§ ACTION ITEM:
Answer these questions from the Diageo investment summary below.
(a) At what event was the thesis on Diageo presented?
(b) What percentage stake in Moët Hennessy does Diageo hold?
(c) In what year did the first US volume decrease in 30 years occur?

§ PASSAGE PROVIDED:
Alirio Sendrea of Invexcel presented his in-depth investment thesis on Diageo (UK: DGE, US: DEO) at European Investing Summit 2025.
Thesis Summary
Diageo is the world’s largest premium spirits company, holding a 5% global value share and a 20% share in the premium-and-above segment. The company is 1.7x larger than its closest international peer and possesses an unparalleled portfolio of over 200 brands, including Johnnie Walker, Tanqueray, and Smirnoff, alongside a 34% stake in Moët Hennessy. The company is highly diversified, selling in 180 countries, and has a portfolio heavily weighted (over 60%) towards the premium-and-above segments, which is almost double the global average.
The spirits sector, as Alirio describes, has faced numerous headwinds that have caused it to go from “sunrise to moonlight,” with many fearing it as the “new tobacco.” These challenges include structural issues like consumer moderation and health consciousness (including GLP-1s) and changing Gen Z habits, as well as circumstantial issues like macro pressures on disposable income, inventory destocking after a post-COVID boom, and new tariffs. These factors led to the first US volume decrease in 30 years in 2023, causing valuations to collapse.

§ DATA EXCERPTS:
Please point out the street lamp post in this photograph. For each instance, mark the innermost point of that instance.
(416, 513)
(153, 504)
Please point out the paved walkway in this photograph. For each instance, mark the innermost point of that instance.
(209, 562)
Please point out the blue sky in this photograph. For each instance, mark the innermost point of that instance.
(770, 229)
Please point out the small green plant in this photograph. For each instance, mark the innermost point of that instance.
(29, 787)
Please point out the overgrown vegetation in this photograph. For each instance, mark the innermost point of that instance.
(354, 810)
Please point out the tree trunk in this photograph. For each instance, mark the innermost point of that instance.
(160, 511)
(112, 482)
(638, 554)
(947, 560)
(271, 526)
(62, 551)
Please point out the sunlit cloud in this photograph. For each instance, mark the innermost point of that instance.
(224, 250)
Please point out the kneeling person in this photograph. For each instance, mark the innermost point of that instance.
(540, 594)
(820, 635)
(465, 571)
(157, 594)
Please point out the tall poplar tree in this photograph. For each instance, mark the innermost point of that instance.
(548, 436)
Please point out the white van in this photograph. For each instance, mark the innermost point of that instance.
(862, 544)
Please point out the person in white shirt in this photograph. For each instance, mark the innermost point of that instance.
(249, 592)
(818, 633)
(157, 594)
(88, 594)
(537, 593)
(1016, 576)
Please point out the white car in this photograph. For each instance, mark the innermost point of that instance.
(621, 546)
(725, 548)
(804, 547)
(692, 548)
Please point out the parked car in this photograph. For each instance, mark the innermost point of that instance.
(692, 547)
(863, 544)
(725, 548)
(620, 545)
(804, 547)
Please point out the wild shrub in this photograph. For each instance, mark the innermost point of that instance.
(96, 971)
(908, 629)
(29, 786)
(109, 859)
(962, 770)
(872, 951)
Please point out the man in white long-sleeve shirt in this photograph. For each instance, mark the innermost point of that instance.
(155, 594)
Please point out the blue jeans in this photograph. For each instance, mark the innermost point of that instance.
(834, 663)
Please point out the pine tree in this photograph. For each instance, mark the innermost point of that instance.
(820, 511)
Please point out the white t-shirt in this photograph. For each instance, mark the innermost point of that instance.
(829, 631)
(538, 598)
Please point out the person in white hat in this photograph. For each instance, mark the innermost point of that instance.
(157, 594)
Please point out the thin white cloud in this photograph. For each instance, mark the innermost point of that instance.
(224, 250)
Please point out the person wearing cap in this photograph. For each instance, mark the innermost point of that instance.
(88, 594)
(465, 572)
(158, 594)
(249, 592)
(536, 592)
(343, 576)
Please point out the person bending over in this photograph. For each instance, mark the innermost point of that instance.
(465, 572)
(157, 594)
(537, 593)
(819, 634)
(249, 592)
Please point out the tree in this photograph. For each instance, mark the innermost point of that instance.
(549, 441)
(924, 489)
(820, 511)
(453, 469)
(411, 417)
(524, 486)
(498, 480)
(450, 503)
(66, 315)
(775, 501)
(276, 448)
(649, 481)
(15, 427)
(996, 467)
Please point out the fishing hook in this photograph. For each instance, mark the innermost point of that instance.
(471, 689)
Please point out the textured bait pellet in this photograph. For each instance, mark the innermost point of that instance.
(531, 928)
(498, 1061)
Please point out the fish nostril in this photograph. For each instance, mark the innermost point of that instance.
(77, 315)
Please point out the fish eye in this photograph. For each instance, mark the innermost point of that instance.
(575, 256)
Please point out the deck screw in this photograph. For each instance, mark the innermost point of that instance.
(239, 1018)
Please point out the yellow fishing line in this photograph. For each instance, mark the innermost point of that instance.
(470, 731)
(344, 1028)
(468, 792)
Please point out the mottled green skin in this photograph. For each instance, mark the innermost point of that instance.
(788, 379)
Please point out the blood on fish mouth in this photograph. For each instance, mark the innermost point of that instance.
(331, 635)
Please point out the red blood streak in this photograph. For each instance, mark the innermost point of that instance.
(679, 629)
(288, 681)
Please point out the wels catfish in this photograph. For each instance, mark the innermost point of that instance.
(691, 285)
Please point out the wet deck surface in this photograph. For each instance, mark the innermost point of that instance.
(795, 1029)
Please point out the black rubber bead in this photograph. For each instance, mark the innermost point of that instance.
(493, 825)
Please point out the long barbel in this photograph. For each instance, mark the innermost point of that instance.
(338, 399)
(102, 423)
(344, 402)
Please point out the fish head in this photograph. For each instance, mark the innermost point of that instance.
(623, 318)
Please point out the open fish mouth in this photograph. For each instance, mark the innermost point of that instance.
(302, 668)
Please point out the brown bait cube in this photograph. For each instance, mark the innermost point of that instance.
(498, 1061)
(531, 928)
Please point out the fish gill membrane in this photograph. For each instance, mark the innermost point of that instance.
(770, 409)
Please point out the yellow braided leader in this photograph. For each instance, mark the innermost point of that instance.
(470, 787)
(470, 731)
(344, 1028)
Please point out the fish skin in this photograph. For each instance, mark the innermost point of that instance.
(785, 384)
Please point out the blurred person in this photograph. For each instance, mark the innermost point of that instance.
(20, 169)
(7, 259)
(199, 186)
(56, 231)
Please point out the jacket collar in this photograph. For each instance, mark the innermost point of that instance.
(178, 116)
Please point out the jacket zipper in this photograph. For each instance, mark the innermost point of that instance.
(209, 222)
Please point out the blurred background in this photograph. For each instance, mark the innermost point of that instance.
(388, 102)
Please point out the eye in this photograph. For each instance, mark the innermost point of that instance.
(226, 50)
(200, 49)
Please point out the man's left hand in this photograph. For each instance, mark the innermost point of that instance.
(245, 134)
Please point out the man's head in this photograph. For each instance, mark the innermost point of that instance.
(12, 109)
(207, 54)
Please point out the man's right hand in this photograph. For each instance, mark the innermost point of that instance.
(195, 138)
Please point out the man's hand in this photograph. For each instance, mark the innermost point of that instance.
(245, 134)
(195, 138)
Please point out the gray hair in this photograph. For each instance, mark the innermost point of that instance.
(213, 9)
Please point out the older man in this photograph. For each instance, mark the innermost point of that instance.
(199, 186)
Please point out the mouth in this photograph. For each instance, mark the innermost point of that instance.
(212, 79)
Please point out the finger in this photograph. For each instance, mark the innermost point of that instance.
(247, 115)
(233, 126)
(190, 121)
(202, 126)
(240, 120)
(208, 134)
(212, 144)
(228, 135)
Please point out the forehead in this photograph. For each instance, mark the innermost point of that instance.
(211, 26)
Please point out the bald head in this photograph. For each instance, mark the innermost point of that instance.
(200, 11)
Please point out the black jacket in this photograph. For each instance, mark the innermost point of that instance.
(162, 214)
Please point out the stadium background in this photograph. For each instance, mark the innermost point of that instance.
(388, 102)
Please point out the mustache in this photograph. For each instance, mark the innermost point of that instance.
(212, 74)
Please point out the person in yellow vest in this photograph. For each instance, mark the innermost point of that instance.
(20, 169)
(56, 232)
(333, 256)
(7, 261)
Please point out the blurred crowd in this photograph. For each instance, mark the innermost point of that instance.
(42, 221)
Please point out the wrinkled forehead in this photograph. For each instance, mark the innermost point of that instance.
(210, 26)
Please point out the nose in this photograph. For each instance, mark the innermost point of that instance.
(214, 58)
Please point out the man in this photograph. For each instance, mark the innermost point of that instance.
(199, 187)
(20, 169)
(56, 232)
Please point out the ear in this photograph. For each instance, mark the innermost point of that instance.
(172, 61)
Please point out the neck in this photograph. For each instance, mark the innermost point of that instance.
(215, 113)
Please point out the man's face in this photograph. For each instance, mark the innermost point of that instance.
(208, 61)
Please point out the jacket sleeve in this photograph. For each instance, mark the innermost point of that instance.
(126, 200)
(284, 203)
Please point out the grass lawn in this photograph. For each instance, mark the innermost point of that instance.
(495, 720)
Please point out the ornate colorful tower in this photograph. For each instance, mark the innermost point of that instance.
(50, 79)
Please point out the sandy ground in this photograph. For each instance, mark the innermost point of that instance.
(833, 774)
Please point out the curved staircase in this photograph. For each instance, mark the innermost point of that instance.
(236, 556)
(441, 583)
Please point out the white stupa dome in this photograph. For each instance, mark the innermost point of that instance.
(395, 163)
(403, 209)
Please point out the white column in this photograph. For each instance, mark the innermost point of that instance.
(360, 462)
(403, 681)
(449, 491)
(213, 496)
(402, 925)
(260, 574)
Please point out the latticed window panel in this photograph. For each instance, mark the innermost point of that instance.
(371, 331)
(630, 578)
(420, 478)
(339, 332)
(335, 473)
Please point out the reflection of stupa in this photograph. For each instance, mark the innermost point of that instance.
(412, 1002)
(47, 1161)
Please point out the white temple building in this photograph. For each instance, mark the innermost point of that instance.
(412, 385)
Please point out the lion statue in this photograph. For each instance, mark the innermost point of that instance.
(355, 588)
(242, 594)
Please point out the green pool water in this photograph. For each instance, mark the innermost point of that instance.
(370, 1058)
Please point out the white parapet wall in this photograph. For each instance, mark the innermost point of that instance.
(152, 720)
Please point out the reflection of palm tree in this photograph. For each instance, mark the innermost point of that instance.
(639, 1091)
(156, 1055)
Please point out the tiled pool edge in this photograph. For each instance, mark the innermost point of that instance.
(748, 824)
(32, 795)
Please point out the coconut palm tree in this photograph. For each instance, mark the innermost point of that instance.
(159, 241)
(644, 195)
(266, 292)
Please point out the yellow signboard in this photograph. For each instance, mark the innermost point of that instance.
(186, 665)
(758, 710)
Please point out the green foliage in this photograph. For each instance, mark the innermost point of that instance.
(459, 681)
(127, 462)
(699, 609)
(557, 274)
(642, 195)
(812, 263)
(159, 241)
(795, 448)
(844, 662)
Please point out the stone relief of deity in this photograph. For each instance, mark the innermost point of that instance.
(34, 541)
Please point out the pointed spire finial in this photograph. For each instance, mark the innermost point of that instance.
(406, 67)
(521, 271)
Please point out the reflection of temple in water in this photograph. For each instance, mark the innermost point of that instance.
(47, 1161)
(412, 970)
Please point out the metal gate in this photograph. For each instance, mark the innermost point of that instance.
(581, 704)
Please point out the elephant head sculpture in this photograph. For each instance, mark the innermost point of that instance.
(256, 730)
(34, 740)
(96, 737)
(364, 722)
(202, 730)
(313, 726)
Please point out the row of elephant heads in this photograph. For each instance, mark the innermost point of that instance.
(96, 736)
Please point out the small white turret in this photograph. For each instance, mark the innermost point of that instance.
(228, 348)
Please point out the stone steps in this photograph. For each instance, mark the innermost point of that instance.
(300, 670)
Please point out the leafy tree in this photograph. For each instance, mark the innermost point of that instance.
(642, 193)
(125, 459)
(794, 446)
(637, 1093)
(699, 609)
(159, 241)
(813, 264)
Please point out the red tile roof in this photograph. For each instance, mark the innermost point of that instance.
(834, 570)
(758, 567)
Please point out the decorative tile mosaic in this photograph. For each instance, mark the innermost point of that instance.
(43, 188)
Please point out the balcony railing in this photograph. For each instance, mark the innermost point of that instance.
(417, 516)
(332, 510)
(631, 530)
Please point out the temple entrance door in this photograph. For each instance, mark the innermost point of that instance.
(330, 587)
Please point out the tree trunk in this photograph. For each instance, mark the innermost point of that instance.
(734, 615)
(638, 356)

§ COMPLETED TASK:
(a) European Investing Summit 2025
(b) 34%
(c) 2023